Given request :: Reproduce exactly, with no other output, every line of the data below from the line containing "the green hill?" to the end, inclusive.

(Pointing records)
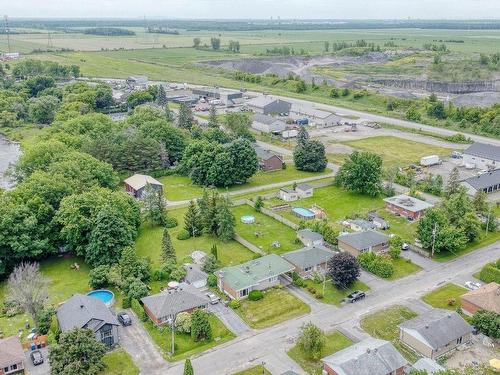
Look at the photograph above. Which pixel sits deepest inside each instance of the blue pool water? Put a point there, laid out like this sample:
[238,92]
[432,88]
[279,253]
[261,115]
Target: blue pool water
[303,212]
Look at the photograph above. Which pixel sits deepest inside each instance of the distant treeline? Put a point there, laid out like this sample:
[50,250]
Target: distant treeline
[108,31]
[247,25]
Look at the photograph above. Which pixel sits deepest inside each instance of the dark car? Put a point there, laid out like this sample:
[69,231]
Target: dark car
[36,357]
[355,296]
[124,319]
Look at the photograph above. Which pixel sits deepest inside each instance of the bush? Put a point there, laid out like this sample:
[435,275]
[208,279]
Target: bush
[255,295]
[183,235]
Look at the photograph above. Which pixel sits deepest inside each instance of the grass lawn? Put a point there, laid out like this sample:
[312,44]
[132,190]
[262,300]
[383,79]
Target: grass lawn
[269,230]
[181,188]
[333,296]
[383,325]
[277,306]
[148,244]
[185,346]
[335,341]
[119,362]
[256,370]
[439,297]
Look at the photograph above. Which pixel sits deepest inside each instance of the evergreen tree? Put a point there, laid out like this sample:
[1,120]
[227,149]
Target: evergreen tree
[167,249]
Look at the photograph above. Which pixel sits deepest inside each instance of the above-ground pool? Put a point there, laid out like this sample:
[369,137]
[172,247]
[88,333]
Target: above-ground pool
[106,296]
[248,219]
[303,213]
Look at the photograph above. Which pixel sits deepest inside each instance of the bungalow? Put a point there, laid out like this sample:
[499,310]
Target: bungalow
[167,304]
[11,356]
[368,357]
[485,298]
[404,205]
[309,260]
[136,184]
[435,333]
[360,242]
[258,274]
[82,311]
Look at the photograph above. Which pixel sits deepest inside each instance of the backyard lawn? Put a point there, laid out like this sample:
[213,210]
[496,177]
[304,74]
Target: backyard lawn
[185,346]
[442,296]
[383,325]
[332,295]
[277,306]
[119,362]
[265,230]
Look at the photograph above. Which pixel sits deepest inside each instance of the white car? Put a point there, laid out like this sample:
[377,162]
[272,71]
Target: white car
[472,285]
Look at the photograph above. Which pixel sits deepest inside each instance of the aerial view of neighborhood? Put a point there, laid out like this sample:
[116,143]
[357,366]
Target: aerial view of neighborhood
[218,187]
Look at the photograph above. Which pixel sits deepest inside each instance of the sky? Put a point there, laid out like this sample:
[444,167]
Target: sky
[257,9]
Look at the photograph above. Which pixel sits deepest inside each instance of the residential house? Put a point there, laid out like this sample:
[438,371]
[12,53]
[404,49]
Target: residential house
[267,105]
[267,124]
[309,260]
[368,357]
[482,156]
[11,356]
[136,184]
[435,332]
[310,238]
[360,242]
[485,298]
[167,304]
[268,161]
[488,182]
[82,311]
[195,276]
[409,207]
[258,274]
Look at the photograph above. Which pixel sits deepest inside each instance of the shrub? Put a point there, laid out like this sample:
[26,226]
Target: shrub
[183,235]
[255,295]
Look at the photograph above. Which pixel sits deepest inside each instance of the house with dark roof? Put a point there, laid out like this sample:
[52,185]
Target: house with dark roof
[11,356]
[488,182]
[365,241]
[368,357]
[435,332]
[482,156]
[309,260]
[259,274]
[82,311]
[167,304]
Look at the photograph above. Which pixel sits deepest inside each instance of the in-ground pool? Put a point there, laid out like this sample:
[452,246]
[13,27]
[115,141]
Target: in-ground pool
[303,213]
[106,296]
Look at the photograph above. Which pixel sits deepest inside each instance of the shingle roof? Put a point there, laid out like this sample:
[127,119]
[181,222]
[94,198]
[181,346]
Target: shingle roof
[251,273]
[138,181]
[486,297]
[368,357]
[11,351]
[363,240]
[484,150]
[437,327]
[79,310]
[484,180]
[309,256]
[172,302]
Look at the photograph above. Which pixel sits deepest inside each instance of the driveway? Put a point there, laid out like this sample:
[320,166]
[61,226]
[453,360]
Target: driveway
[230,319]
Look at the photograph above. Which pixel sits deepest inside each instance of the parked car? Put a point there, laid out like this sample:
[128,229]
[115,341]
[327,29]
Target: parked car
[124,319]
[213,298]
[36,357]
[355,296]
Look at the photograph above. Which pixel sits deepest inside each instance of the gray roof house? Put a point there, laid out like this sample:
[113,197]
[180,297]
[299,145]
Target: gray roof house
[435,332]
[82,311]
[368,357]
[168,303]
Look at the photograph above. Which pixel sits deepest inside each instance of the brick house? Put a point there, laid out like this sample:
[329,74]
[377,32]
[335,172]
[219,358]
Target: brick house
[368,357]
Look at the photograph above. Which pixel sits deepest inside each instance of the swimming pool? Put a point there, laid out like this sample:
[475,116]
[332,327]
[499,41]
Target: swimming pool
[106,296]
[303,213]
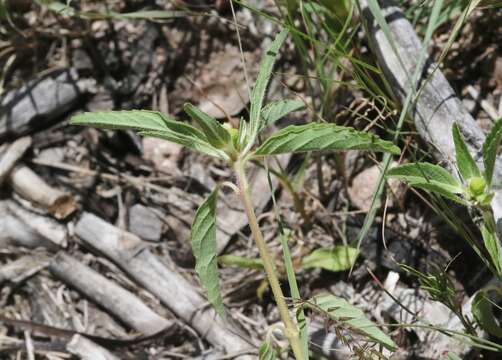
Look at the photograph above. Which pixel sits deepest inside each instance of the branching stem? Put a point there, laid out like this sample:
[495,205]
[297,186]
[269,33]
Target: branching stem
[291,330]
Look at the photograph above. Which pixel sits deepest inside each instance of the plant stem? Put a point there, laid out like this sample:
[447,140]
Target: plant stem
[291,330]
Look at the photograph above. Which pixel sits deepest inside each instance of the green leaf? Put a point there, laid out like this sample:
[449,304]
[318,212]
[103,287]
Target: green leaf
[260,88]
[142,120]
[146,14]
[267,351]
[490,148]
[215,133]
[278,109]
[240,261]
[482,310]
[341,311]
[204,250]
[338,258]
[322,136]
[450,356]
[492,245]
[466,164]
[429,177]
[150,123]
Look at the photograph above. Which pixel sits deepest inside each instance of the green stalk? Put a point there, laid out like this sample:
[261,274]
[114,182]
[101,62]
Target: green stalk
[291,330]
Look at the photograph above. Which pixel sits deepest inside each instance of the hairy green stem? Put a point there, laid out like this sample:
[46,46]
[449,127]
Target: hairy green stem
[291,330]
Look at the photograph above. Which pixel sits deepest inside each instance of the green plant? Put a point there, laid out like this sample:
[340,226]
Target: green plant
[237,147]
[473,188]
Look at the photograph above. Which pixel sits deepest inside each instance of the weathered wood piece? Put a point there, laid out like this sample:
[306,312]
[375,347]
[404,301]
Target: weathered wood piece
[145,222]
[85,349]
[12,155]
[20,269]
[437,107]
[123,304]
[38,103]
[32,187]
[20,227]
[173,290]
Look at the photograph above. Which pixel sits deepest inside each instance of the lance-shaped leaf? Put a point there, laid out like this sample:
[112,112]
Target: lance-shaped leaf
[338,258]
[215,133]
[277,110]
[132,119]
[482,309]
[429,177]
[260,88]
[466,164]
[343,312]
[194,140]
[204,250]
[490,148]
[150,123]
[322,136]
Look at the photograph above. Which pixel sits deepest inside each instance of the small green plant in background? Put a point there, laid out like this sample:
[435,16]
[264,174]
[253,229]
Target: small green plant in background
[237,147]
[474,189]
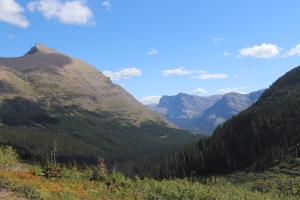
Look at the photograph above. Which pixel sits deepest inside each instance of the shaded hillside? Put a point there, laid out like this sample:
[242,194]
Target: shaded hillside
[46,96]
[257,138]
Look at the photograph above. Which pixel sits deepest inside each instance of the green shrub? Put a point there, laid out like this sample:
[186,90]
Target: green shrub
[70,173]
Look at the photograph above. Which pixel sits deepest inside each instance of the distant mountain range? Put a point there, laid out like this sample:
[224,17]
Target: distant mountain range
[202,114]
[47,96]
[263,136]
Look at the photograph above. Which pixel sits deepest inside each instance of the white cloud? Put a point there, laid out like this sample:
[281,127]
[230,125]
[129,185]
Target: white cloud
[200,91]
[152,52]
[181,71]
[217,40]
[150,99]
[294,51]
[125,73]
[11,36]
[11,12]
[207,76]
[226,53]
[106,5]
[241,90]
[67,12]
[260,51]
[236,76]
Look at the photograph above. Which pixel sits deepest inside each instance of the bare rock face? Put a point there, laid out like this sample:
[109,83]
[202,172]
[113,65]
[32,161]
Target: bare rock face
[44,73]
[203,114]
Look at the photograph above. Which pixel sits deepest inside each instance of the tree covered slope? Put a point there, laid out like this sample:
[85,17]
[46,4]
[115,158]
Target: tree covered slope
[259,137]
[46,96]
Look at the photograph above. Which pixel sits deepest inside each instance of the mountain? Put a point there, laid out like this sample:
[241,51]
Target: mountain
[203,114]
[264,135]
[46,96]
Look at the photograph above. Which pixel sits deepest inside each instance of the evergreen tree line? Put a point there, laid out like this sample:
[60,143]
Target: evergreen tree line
[257,138]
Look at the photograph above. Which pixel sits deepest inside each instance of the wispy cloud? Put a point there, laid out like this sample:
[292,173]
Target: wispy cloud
[125,73]
[67,12]
[11,36]
[295,51]
[152,52]
[260,51]
[106,5]
[180,71]
[200,91]
[217,40]
[241,90]
[150,99]
[11,12]
[207,76]
[226,53]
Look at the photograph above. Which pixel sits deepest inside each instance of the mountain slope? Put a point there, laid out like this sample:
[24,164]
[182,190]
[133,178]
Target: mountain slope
[203,114]
[68,81]
[47,96]
[257,138]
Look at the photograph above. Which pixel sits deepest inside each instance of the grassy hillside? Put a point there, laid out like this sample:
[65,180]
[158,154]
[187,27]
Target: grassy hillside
[73,184]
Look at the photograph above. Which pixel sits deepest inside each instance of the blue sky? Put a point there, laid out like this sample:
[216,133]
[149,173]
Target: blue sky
[154,47]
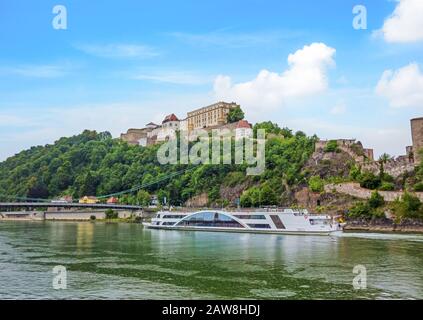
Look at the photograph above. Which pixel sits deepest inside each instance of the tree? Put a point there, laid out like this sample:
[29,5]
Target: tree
[369,181]
[235,114]
[376,200]
[268,195]
[110,214]
[331,146]
[383,159]
[316,184]
[272,128]
[143,198]
[163,197]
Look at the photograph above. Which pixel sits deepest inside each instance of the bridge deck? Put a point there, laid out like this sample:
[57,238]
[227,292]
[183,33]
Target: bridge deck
[67,205]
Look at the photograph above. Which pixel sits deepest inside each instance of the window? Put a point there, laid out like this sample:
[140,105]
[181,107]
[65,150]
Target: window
[168,223]
[259,225]
[173,217]
[277,221]
[210,219]
[250,217]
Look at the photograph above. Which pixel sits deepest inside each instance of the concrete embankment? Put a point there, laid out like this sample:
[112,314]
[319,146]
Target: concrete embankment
[79,215]
[385,225]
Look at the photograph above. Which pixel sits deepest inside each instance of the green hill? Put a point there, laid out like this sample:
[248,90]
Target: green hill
[94,163]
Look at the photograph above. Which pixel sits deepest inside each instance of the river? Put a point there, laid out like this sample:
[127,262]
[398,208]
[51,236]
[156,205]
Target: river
[127,261]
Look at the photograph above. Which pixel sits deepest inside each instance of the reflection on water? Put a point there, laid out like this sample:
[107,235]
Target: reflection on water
[127,261]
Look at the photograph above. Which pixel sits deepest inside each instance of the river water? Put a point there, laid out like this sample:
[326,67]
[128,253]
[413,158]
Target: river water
[127,261]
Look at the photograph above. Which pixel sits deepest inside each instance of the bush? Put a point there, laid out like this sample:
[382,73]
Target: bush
[360,210]
[110,214]
[376,200]
[387,186]
[408,207]
[316,184]
[331,146]
[369,181]
[355,173]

Solution for this problem ::
Look at the photograph above. Which pixel sits deepest inside each instance of the green hill? Put a point there, laid out like this sample:
[248,90]
Target: green hill
[94,163]
Look at the photograph above. Which pixel sits deepest inside each instance of the river? Put a point there, laid out like this sample:
[127,262]
[398,208]
[51,236]
[156,205]
Target: river
[127,261]
Look at the photograph above. Which pixel sits deepest inside each instance of the reflection on water? Put a point there, laid out like this sample:
[107,235]
Target: reflection on water
[127,261]
Look at the photograph above. Which pixel sits deepest inside each instance of the river water? Put a point there, laid out like this sample:
[326,67]
[128,253]
[413,158]
Target: river water
[127,261]
Look at the photograph above. Which pixel sits deepest inside each instance of the bush? Put a point there, laid out like this sample:
[382,73]
Target: bush
[360,210]
[110,214]
[376,200]
[387,186]
[408,207]
[316,184]
[331,146]
[369,181]
[355,173]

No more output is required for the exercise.